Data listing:
# # #

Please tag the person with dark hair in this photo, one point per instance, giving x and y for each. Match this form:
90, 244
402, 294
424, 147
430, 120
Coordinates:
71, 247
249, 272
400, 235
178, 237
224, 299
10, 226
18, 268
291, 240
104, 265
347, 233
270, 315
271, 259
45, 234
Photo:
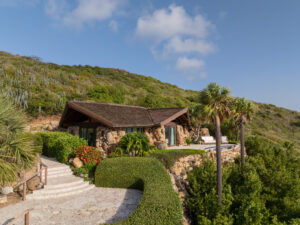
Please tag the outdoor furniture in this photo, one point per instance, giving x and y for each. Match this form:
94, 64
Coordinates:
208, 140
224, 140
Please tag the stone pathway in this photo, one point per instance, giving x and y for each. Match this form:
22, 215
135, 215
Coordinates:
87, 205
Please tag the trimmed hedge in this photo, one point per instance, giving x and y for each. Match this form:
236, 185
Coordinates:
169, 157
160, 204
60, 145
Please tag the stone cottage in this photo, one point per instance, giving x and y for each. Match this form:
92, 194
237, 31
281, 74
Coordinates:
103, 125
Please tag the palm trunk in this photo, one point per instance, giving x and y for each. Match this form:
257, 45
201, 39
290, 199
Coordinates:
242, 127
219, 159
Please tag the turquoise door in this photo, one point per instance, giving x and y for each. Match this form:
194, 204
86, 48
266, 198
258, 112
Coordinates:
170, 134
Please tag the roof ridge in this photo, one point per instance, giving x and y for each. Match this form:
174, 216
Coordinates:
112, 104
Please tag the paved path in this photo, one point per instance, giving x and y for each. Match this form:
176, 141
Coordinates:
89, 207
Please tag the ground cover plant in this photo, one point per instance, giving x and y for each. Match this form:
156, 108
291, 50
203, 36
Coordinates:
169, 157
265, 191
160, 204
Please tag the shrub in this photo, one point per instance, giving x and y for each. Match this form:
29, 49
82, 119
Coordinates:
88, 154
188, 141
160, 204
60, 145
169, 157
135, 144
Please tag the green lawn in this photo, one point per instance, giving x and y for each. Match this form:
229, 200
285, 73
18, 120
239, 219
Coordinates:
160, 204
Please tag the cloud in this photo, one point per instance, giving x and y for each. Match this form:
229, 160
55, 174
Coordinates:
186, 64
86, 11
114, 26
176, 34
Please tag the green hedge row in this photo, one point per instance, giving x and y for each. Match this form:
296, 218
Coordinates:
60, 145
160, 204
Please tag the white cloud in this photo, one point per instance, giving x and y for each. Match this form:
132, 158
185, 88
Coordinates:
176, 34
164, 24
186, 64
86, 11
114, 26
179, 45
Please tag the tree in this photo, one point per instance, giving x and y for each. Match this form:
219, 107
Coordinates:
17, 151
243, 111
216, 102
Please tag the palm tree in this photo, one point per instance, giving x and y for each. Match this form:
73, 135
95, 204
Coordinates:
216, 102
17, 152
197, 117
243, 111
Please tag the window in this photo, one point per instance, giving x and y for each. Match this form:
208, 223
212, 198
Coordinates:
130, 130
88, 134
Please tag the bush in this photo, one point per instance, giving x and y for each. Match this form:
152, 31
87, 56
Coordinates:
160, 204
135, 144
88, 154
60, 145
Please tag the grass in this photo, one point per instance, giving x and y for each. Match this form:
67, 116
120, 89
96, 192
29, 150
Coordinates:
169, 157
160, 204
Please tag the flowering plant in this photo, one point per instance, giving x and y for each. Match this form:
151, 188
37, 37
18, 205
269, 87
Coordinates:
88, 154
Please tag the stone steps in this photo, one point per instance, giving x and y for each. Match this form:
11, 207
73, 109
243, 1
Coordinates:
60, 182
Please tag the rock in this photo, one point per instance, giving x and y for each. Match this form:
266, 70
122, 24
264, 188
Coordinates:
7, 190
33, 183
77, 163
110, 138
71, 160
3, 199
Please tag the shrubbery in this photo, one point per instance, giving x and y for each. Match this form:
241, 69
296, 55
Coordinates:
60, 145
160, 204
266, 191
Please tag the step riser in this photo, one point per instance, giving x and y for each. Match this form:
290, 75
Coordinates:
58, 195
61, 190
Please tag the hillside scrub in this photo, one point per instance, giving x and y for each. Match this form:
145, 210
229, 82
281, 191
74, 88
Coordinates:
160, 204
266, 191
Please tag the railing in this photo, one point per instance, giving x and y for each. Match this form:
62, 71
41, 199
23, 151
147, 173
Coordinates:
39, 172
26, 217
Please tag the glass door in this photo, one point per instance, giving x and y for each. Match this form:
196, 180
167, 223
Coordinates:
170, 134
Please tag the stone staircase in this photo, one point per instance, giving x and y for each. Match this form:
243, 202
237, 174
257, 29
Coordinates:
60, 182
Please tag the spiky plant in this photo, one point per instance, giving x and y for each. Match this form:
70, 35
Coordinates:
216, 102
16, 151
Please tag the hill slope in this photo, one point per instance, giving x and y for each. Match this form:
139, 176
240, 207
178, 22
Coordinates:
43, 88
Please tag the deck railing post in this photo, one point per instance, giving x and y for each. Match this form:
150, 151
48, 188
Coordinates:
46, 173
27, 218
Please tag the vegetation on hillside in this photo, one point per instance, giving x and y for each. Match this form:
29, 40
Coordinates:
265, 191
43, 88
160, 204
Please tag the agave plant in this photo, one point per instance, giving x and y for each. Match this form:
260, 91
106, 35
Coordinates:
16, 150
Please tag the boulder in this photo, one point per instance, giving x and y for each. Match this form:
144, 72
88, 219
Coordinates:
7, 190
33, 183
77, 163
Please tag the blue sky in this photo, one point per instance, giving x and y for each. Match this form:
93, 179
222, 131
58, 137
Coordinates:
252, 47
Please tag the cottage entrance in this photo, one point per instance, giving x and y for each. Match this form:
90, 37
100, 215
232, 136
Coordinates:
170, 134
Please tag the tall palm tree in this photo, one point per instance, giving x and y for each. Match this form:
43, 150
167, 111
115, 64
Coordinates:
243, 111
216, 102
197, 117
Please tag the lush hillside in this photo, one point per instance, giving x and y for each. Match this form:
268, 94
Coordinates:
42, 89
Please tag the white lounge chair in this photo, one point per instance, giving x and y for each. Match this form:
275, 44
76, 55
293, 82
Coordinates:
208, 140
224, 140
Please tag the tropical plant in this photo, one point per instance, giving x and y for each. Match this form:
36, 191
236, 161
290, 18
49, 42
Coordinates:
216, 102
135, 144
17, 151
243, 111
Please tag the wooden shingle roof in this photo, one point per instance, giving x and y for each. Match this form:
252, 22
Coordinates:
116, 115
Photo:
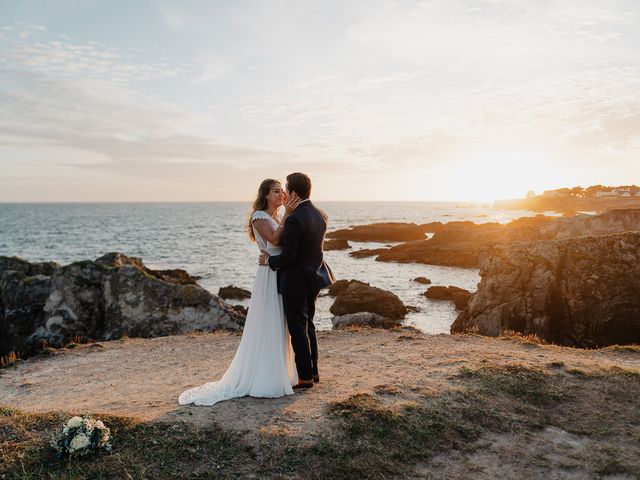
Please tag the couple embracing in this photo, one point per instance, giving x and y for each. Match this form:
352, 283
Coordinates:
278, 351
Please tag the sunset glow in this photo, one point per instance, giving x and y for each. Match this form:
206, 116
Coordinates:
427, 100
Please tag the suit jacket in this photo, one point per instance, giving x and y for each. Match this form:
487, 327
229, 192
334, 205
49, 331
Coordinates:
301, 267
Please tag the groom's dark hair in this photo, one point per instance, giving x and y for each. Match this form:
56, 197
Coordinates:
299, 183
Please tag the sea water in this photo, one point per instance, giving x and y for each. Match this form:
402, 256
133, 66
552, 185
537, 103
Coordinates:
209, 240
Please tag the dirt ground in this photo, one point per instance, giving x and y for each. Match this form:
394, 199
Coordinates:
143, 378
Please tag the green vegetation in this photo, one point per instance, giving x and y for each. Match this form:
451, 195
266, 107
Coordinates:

# # #

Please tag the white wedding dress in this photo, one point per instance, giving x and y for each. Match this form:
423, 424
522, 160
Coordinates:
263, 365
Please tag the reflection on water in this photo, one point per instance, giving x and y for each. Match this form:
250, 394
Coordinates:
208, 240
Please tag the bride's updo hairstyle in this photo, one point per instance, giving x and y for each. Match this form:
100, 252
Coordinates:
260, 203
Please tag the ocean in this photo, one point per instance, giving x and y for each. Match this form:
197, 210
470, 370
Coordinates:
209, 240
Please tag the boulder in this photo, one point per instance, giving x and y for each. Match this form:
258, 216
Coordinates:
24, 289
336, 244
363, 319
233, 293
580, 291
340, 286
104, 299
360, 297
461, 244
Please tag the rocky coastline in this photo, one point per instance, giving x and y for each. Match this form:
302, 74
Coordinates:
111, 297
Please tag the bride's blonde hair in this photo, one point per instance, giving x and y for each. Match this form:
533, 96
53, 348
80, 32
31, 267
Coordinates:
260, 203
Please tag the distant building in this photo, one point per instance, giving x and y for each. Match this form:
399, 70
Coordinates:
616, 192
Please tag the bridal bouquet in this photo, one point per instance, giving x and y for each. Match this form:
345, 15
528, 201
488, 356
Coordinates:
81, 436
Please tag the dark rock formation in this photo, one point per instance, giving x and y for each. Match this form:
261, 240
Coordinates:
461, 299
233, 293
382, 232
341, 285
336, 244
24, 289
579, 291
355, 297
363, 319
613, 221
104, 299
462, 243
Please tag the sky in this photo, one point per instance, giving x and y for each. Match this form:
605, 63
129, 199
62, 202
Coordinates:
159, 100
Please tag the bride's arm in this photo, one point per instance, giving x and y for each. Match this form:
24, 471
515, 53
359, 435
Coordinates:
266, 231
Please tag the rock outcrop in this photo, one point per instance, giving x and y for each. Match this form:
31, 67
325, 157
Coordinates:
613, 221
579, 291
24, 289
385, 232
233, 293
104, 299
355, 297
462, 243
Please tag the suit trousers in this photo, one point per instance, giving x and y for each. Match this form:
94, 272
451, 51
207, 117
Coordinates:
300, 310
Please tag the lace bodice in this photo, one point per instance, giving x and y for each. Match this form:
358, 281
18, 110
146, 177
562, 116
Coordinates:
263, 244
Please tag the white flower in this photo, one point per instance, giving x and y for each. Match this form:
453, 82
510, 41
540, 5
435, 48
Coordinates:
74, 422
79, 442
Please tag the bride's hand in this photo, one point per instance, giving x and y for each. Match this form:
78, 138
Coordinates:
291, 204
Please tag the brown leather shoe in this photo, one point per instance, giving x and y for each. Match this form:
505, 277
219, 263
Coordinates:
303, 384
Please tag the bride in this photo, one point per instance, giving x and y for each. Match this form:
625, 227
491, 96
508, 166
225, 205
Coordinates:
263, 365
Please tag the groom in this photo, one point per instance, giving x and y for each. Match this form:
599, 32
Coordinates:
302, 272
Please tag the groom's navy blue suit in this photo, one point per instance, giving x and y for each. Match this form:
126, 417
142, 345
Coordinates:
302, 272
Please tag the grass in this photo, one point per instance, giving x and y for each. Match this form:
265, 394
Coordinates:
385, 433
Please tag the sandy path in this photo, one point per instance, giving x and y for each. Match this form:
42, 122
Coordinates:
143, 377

# # #

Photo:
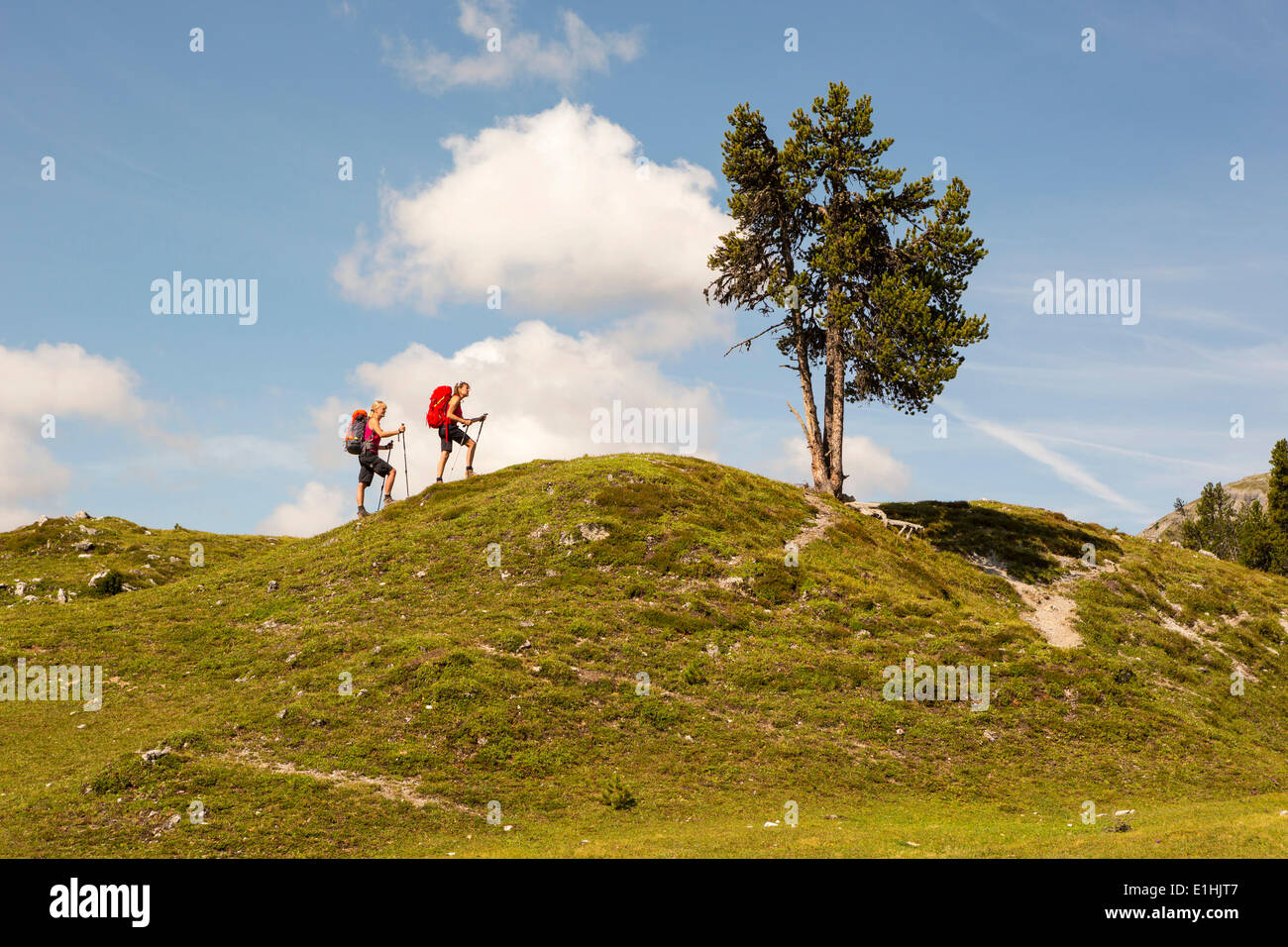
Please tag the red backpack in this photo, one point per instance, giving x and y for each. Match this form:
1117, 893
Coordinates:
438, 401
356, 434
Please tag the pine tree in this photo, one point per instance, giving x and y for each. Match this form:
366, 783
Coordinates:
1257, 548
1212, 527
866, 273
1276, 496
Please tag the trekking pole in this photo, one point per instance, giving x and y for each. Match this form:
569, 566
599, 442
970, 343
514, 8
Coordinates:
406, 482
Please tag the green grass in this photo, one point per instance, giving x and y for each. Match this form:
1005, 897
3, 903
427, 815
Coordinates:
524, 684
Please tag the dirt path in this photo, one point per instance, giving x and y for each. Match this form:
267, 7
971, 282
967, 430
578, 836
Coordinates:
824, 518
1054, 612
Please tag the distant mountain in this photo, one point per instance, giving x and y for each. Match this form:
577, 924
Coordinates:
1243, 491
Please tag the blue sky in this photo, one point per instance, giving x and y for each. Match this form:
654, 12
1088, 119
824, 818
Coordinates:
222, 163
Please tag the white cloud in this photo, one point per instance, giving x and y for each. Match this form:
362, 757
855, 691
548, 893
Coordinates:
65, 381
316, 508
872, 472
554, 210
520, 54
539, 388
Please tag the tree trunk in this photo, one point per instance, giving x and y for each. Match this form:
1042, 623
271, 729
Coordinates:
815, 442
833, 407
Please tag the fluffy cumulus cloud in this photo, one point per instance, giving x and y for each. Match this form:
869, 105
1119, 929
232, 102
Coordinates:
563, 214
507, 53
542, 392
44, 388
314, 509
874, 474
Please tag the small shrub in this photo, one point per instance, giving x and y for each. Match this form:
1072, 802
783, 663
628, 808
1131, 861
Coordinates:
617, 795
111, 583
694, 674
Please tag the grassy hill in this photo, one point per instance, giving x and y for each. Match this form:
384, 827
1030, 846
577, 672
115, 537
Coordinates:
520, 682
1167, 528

# # #

Task brief:
Pick out each row above that contains the word "tree" and copy those rows in full. Letter case must match.

Result of this task:
Please tag the tree in this photo, one point per instance, giving x and y for each. Match this form:
Please tag the palm tree in this photo, one point per instance, giving x and y for each. Match this form:
Please tag the tall palm tree in this photo, one point per instance, giving x and y for each. Match this form:
Please tag the pine tree in this photo, one point per instance, giving x and y for each. Match this form:
Please tag the tree trunk in this photo, one point per instance, giving x and y for each. Match this form:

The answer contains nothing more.